• [What you are asked to do]: Report each line of the listing below that holds "instance".

*** Data for review Section Begins ***

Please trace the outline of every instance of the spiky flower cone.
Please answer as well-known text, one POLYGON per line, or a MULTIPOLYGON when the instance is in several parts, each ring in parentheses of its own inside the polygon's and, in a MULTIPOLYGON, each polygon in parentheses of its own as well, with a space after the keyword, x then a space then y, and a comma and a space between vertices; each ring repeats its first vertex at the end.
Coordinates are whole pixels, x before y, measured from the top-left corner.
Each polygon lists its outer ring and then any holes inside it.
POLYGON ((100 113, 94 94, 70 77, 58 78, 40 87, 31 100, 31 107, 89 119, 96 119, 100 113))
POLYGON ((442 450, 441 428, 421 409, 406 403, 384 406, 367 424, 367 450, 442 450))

*** Data for review Section Ends ***

• [Solution for this task]:
Please trace the outline of every instance of the spiky flower cone.
Please answer as well-known text, one POLYGON per line, or a MULTIPOLYGON when the instance is in several parts, each ring in parentheses of its own inside the polygon's and, in a MULTIPOLYGON, each polygon in parentheses of its own as well, with a space after the keyword, x then a space then y, and a comma and a space between vertices; each ring repeats its first vertex at the end.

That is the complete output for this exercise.